(Dataset items)
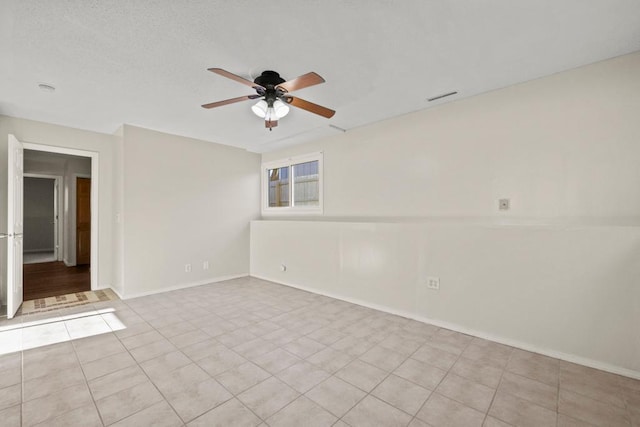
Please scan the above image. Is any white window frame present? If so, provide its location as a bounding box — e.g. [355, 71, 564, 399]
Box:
[260, 152, 324, 216]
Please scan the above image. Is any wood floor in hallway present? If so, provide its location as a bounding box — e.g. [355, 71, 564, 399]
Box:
[23, 261, 91, 301]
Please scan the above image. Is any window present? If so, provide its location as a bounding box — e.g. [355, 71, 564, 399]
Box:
[262, 153, 322, 214]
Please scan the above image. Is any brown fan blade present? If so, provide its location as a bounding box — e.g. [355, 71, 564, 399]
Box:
[276, 71, 324, 92]
[208, 68, 264, 89]
[285, 96, 336, 119]
[202, 95, 260, 108]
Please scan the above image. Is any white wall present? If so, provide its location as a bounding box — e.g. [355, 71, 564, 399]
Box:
[24, 150, 91, 266]
[116, 125, 260, 297]
[24, 177, 56, 252]
[251, 221, 640, 377]
[251, 53, 640, 377]
[263, 53, 640, 220]
[0, 116, 114, 288]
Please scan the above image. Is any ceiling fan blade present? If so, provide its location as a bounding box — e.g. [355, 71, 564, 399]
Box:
[276, 71, 324, 92]
[285, 96, 336, 119]
[202, 95, 260, 108]
[208, 68, 264, 89]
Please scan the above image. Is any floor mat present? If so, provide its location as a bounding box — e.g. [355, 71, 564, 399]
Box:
[17, 289, 120, 315]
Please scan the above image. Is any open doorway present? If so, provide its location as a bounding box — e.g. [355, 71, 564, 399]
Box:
[23, 173, 62, 264]
[23, 147, 92, 301]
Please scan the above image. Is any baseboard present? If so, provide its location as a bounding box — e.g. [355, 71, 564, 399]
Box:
[107, 287, 124, 299]
[119, 273, 249, 300]
[251, 274, 640, 380]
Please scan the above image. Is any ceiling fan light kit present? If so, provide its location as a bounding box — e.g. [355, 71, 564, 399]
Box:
[202, 68, 336, 130]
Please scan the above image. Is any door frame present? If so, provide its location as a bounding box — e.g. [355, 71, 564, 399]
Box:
[23, 142, 100, 291]
[23, 173, 64, 261]
[69, 173, 93, 267]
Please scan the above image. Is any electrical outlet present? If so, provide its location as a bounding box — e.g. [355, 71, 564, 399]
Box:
[427, 277, 440, 291]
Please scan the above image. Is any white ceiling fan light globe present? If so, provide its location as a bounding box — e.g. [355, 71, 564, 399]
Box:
[273, 99, 290, 119]
[251, 99, 269, 119]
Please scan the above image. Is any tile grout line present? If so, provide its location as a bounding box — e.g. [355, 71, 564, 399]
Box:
[65, 304, 111, 426]
[482, 348, 516, 424]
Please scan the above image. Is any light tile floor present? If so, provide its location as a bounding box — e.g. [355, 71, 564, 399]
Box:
[0, 278, 640, 427]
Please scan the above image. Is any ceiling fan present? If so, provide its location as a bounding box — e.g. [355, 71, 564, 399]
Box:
[202, 68, 336, 130]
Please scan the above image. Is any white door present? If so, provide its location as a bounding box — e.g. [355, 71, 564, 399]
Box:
[6, 135, 24, 319]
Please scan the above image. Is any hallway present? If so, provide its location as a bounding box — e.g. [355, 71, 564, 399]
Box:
[24, 261, 91, 301]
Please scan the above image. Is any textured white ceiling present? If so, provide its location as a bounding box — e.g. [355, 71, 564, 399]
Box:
[0, 0, 640, 151]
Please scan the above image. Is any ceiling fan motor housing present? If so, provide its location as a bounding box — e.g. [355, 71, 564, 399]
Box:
[253, 70, 286, 89]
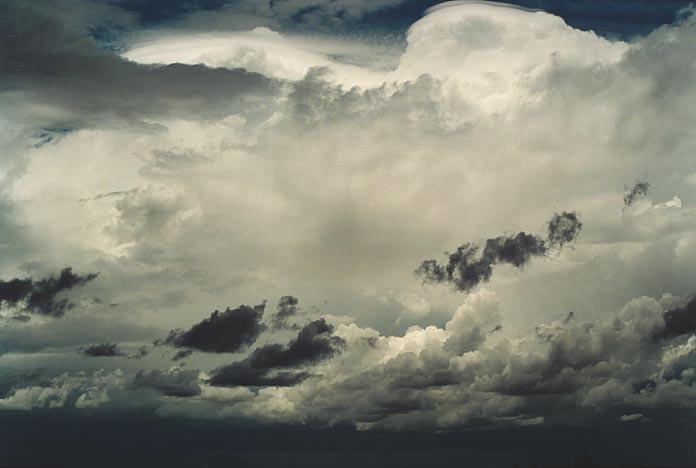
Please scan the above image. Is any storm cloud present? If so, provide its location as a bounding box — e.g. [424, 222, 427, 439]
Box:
[82, 343, 123, 357]
[0, 267, 99, 317]
[210, 318, 345, 386]
[416, 211, 582, 292]
[0, 0, 696, 460]
[162, 304, 265, 357]
[624, 180, 650, 206]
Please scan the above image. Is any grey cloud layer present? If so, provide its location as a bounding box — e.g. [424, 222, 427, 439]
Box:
[0, 2, 696, 440]
[0, 267, 98, 317]
[416, 211, 582, 292]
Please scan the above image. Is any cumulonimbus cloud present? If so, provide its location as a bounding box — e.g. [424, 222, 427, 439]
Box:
[416, 211, 582, 292]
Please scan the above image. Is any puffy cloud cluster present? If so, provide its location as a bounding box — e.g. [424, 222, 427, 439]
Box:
[0, 2, 696, 438]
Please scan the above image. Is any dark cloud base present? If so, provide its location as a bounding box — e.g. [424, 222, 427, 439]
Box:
[0, 412, 696, 468]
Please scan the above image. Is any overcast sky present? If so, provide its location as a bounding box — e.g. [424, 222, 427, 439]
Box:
[0, 0, 696, 466]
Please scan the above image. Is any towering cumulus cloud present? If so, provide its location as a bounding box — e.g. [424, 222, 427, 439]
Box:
[416, 211, 582, 292]
[0, 0, 696, 468]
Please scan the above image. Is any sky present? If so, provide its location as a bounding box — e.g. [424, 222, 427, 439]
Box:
[0, 0, 696, 467]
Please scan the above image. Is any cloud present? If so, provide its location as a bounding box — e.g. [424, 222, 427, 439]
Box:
[624, 180, 650, 206]
[162, 304, 265, 353]
[82, 343, 123, 357]
[210, 318, 345, 386]
[0, 267, 99, 317]
[0, 1, 274, 127]
[132, 367, 201, 397]
[0, 2, 696, 438]
[273, 296, 298, 327]
[660, 298, 696, 338]
[416, 211, 582, 292]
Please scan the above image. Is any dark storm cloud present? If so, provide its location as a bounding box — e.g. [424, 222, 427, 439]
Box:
[659, 298, 696, 338]
[273, 296, 299, 328]
[210, 318, 345, 386]
[172, 349, 193, 361]
[548, 211, 582, 247]
[624, 180, 650, 206]
[163, 303, 265, 353]
[112, 0, 688, 38]
[0, 1, 275, 128]
[0, 267, 98, 317]
[82, 343, 123, 357]
[132, 368, 201, 397]
[416, 211, 582, 292]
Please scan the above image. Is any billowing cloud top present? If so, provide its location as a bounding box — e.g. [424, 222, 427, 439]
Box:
[0, 0, 696, 464]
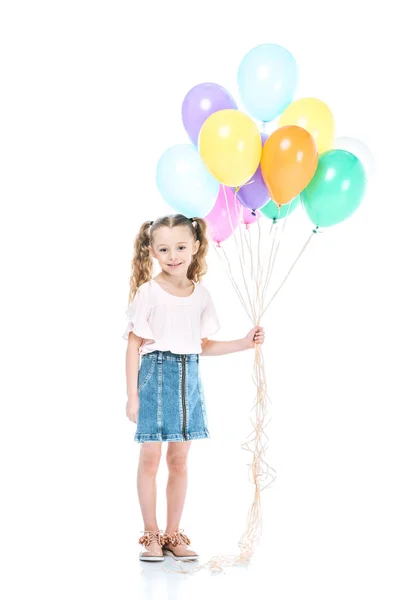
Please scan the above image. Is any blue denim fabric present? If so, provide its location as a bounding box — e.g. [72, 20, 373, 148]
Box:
[135, 350, 210, 442]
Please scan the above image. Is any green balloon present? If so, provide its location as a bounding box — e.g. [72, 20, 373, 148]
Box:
[300, 150, 366, 227]
[260, 196, 300, 220]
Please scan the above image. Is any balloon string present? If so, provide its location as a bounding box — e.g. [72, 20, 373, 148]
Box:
[261, 229, 317, 316]
[222, 185, 258, 324]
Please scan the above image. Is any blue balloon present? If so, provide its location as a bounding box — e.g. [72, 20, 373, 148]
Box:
[238, 44, 298, 123]
[156, 144, 220, 217]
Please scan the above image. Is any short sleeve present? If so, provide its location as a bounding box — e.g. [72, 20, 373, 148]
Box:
[122, 284, 154, 341]
[200, 288, 221, 338]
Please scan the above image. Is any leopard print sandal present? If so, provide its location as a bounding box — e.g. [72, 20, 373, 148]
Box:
[139, 529, 166, 562]
[162, 529, 200, 561]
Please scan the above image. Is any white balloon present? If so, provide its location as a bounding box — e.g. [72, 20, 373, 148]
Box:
[334, 137, 375, 179]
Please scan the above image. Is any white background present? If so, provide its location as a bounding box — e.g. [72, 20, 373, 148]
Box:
[0, 0, 400, 600]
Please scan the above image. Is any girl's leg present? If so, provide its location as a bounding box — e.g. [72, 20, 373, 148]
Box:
[165, 441, 192, 533]
[137, 442, 162, 531]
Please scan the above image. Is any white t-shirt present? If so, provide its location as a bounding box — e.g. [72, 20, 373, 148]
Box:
[123, 279, 220, 355]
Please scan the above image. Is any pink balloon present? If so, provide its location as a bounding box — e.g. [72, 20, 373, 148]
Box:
[242, 206, 261, 229]
[204, 184, 242, 246]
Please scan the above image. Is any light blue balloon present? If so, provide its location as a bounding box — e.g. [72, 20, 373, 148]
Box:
[156, 144, 220, 217]
[238, 44, 298, 123]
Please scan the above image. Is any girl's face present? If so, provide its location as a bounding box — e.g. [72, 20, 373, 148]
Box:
[149, 225, 200, 275]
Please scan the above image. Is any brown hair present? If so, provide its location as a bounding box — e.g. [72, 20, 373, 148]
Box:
[128, 213, 208, 303]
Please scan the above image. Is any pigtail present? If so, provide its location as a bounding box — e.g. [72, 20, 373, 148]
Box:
[187, 217, 209, 283]
[128, 221, 153, 304]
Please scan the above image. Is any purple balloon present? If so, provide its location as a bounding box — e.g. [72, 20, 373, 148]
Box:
[237, 133, 271, 210]
[182, 83, 237, 146]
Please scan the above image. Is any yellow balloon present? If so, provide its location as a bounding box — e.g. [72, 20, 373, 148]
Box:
[199, 109, 262, 187]
[279, 98, 335, 154]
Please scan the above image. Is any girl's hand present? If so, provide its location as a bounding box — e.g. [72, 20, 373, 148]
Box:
[243, 325, 264, 350]
[126, 393, 139, 423]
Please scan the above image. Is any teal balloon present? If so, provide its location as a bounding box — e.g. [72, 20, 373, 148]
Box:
[238, 44, 298, 122]
[156, 144, 219, 217]
[259, 196, 300, 220]
[300, 150, 366, 227]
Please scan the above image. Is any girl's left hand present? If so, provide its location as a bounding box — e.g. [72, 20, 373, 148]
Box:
[243, 325, 264, 350]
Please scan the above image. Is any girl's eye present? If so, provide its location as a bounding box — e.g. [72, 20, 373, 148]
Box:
[160, 246, 186, 252]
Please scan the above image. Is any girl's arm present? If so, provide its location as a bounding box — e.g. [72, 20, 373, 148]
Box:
[126, 331, 142, 399]
[125, 331, 142, 423]
[201, 326, 264, 356]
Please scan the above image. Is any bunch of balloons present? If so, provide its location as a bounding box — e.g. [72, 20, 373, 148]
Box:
[156, 44, 372, 243]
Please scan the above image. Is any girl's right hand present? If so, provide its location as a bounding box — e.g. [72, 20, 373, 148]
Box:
[126, 392, 139, 423]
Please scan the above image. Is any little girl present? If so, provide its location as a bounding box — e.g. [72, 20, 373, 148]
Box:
[123, 214, 264, 561]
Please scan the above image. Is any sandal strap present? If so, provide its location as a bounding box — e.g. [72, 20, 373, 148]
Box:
[139, 529, 165, 547]
[165, 529, 190, 546]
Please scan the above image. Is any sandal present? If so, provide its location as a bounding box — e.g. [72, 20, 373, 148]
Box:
[139, 529, 166, 562]
[162, 529, 200, 561]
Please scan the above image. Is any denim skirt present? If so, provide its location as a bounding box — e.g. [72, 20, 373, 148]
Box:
[135, 350, 210, 443]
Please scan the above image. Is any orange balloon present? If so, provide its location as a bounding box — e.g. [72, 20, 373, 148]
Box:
[260, 125, 318, 205]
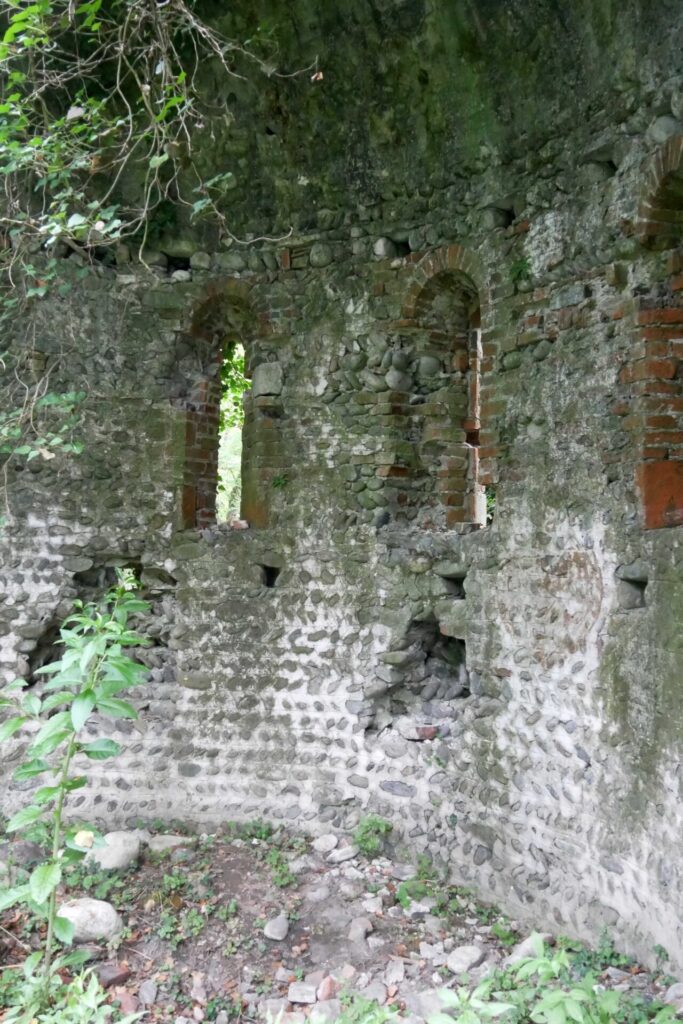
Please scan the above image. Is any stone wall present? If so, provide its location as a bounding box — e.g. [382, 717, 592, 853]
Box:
[0, 4, 683, 967]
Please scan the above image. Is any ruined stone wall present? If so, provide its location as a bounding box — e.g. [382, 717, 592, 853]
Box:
[0, 5, 683, 974]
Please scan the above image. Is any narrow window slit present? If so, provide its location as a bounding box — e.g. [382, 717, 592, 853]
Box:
[261, 565, 281, 587]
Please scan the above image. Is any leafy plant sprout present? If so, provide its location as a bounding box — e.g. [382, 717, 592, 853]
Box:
[0, 570, 150, 1006]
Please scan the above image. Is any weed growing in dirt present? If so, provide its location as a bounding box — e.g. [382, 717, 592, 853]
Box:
[558, 930, 633, 977]
[0, 571, 148, 1021]
[428, 935, 676, 1024]
[216, 899, 242, 921]
[335, 992, 397, 1024]
[353, 814, 393, 857]
[265, 847, 296, 889]
[490, 921, 517, 947]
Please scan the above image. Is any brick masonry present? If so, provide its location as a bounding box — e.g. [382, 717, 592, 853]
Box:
[0, 2, 683, 967]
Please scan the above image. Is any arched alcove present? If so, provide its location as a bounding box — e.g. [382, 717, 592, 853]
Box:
[634, 136, 683, 529]
[414, 269, 486, 526]
[175, 291, 283, 529]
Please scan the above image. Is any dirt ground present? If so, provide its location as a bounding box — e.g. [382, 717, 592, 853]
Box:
[0, 822, 675, 1024]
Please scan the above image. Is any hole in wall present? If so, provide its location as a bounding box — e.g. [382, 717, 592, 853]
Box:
[441, 577, 465, 601]
[261, 565, 281, 587]
[408, 614, 470, 711]
[616, 580, 647, 611]
[391, 239, 411, 256]
[27, 623, 60, 686]
[166, 255, 189, 273]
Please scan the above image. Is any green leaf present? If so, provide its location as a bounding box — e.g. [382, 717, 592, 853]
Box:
[53, 915, 74, 946]
[43, 681, 74, 712]
[29, 861, 61, 904]
[22, 693, 41, 715]
[5, 804, 44, 831]
[29, 728, 74, 758]
[30, 711, 72, 758]
[14, 758, 50, 782]
[67, 213, 88, 227]
[63, 775, 88, 793]
[0, 715, 28, 743]
[80, 739, 121, 761]
[71, 690, 95, 732]
[97, 697, 137, 718]
[0, 886, 29, 913]
[33, 785, 60, 807]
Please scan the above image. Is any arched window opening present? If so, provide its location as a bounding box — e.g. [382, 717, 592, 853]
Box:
[414, 270, 489, 526]
[216, 341, 251, 522]
[634, 137, 683, 529]
[175, 295, 260, 529]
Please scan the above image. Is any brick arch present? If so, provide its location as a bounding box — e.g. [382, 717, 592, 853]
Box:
[175, 280, 272, 529]
[402, 245, 500, 524]
[621, 135, 683, 529]
[634, 135, 683, 248]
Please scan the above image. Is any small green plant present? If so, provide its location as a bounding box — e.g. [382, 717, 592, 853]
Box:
[265, 847, 296, 889]
[216, 899, 242, 921]
[429, 981, 514, 1024]
[162, 871, 187, 894]
[182, 906, 206, 938]
[157, 910, 184, 949]
[428, 935, 675, 1024]
[510, 256, 531, 285]
[490, 921, 517, 946]
[558, 930, 633, 977]
[652, 942, 670, 971]
[335, 992, 397, 1024]
[0, 571, 148, 1016]
[237, 818, 275, 842]
[3, 952, 142, 1024]
[396, 879, 429, 910]
[353, 814, 393, 857]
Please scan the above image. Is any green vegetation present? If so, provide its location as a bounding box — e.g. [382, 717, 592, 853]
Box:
[0, 571, 148, 1021]
[428, 935, 676, 1024]
[216, 342, 250, 522]
[353, 814, 393, 857]
[335, 993, 397, 1024]
[265, 847, 296, 889]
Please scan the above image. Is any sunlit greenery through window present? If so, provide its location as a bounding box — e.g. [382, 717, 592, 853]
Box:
[216, 342, 250, 522]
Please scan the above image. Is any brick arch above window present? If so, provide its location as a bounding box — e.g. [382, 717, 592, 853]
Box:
[402, 245, 502, 486]
[621, 142, 683, 529]
[174, 281, 279, 529]
[634, 135, 683, 249]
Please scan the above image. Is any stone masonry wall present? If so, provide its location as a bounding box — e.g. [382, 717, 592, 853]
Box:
[0, 0, 683, 967]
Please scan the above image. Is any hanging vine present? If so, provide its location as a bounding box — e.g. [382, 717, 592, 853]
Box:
[0, 0, 314, 524]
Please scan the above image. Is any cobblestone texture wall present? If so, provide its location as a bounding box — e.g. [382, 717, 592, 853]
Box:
[0, 5, 683, 966]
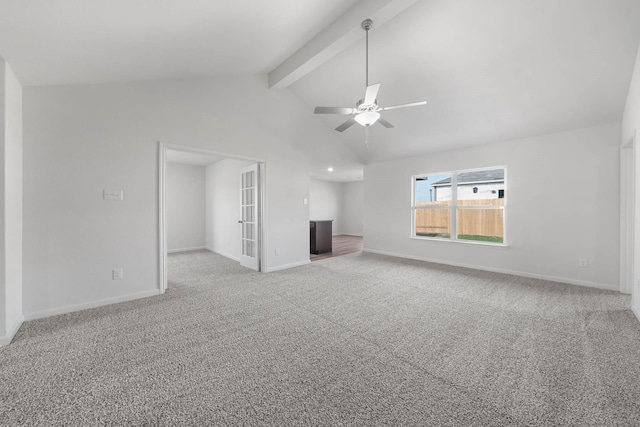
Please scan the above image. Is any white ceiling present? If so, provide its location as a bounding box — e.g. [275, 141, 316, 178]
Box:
[166, 150, 227, 166]
[0, 0, 640, 181]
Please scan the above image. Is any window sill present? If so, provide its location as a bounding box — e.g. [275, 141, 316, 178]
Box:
[409, 236, 509, 248]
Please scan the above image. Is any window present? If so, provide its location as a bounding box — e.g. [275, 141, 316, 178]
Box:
[411, 167, 506, 244]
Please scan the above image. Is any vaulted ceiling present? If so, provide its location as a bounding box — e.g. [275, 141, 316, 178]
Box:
[0, 0, 640, 178]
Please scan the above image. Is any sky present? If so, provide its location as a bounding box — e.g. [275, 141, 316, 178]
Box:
[416, 174, 451, 202]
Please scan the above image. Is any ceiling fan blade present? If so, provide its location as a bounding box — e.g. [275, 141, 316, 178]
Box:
[382, 101, 427, 111]
[336, 118, 356, 132]
[362, 83, 380, 105]
[378, 117, 395, 128]
[313, 107, 354, 114]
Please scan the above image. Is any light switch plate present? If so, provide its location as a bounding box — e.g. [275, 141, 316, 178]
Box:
[102, 190, 123, 200]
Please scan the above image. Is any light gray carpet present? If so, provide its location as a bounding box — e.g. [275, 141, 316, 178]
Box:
[0, 251, 640, 426]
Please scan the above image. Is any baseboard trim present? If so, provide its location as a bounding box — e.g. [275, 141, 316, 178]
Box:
[363, 249, 620, 292]
[167, 246, 207, 254]
[210, 248, 240, 262]
[265, 260, 311, 273]
[0, 316, 24, 347]
[24, 289, 160, 320]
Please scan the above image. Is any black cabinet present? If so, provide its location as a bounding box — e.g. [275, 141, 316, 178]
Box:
[309, 220, 333, 254]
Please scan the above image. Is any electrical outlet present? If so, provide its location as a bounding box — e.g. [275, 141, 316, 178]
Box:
[113, 268, 124, 280]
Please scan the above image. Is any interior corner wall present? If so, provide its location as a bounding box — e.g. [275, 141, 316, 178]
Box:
[621, 43, 640, 319]
[23, 75, 344, 319]
[309, 178, 344, 236]
[165, 163, 206, 252]
[342, 181, 364, 236]
[206, 159, 255, 261]
[0, 60, 24, 344]
[364, 123, 620, 290]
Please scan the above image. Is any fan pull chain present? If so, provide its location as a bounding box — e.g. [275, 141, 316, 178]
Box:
[364, 126, 371, 150]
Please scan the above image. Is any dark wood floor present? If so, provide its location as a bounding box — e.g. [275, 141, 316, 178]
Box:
[310, 234, 362, 261]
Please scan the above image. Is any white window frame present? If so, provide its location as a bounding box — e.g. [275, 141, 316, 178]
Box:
[409, 166, 509, 246]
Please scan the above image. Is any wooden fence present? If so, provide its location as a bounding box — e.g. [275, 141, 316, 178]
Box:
[416, 199, 504, 237]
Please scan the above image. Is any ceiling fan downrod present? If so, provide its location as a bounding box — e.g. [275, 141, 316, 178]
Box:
[360, 19, 373, 87]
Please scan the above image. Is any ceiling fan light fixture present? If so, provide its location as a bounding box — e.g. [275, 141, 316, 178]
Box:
[354, 111, 380, 126]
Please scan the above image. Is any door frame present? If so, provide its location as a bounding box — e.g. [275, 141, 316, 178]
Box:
[158, 141, 267, 294]
[620, 131, 637, 294]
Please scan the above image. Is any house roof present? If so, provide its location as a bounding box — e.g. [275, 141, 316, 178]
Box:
[433, 169, 504, 187]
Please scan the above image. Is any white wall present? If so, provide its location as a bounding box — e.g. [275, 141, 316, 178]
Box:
[23, 76, 357, 318]
[364, 124, 620, 290]
[165, 163, 205, 252]
[0, 58, 23, 345]
[342, 181, 364, 236]
[206, 159, 253, 261]
[621, 44, 640, 318]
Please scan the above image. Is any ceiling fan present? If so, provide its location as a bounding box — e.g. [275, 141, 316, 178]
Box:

◆ Set problem:
Can you rewrite everything from the line containing "Please scan the above image. Is any white balloon" down to the line containing "[0, 0, 400, 600]", both ends included, as a numbered list with blank lines left out?

◆ Exercise response:
1. Please scan the above image. Is any white balloon present? If so, provide its location as a bounding box — e.g. [72, 20, 373, 148]
2. Box:
3. [334, 137, 375, 179]
4. Please scan the above image. Is any white background present? If so, provide its location as a bounding box — e.g. [72, 20, 373, 148]
5. Box:
6. [0, 0, 400, 600]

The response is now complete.